The input ::
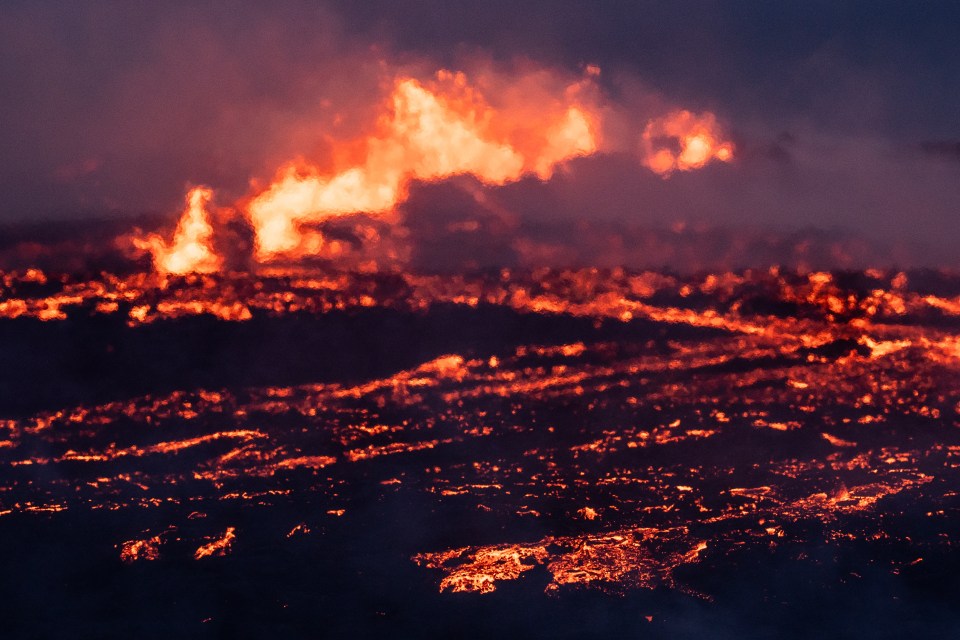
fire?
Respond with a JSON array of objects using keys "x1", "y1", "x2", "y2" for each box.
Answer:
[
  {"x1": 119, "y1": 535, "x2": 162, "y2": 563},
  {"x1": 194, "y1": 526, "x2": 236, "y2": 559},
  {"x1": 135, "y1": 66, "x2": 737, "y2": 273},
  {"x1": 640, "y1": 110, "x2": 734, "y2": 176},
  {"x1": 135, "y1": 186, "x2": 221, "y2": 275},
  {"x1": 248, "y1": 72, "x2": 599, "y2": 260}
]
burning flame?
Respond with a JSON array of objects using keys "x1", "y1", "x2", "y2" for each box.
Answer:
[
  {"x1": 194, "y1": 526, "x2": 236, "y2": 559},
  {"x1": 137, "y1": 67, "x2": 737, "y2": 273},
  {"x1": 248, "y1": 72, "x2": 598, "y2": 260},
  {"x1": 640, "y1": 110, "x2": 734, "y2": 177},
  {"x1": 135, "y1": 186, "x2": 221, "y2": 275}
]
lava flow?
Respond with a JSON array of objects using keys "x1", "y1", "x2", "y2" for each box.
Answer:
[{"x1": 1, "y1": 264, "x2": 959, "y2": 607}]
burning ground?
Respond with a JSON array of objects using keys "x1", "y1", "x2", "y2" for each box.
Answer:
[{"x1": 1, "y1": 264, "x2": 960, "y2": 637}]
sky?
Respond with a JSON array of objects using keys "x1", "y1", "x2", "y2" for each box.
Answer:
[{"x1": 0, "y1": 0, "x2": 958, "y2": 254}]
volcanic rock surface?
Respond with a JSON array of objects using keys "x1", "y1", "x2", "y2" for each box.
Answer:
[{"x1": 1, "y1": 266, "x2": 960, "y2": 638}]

==

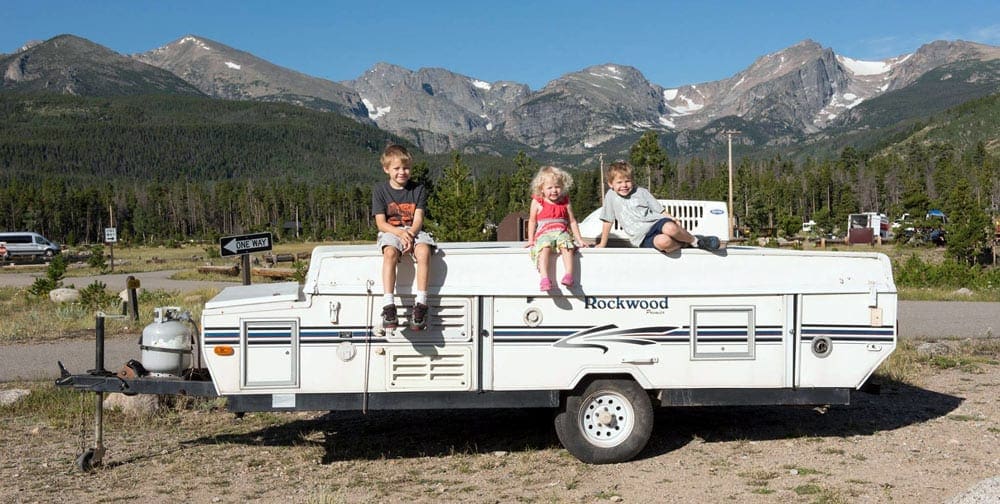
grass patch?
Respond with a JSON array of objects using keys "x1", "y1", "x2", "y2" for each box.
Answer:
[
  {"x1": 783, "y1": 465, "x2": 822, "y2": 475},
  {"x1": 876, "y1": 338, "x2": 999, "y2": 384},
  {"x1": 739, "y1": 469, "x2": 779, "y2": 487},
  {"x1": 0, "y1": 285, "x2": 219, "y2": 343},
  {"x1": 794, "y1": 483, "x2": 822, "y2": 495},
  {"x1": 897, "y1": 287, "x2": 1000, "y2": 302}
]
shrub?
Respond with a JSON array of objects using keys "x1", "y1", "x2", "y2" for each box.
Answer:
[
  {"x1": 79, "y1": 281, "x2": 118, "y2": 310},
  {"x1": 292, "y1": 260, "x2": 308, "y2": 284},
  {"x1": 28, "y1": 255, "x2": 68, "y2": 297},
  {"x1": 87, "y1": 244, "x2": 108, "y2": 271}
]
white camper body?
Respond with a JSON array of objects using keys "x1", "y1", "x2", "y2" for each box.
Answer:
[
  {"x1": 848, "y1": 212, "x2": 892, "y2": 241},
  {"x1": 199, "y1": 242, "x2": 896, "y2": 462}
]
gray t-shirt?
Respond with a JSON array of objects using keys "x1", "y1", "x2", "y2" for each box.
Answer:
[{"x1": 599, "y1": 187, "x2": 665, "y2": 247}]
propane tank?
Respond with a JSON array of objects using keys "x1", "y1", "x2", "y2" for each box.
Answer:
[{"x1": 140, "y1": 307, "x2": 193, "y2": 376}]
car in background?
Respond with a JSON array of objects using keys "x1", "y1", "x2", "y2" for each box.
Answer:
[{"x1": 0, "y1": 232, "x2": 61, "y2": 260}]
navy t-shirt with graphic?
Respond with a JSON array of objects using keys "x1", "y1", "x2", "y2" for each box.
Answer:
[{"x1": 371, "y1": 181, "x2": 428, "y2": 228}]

What you will do :: Where a line of the material holds the word "shirt", copy that line.

Written answer ::
gray t-shirt?
navy t-shirt with graphic?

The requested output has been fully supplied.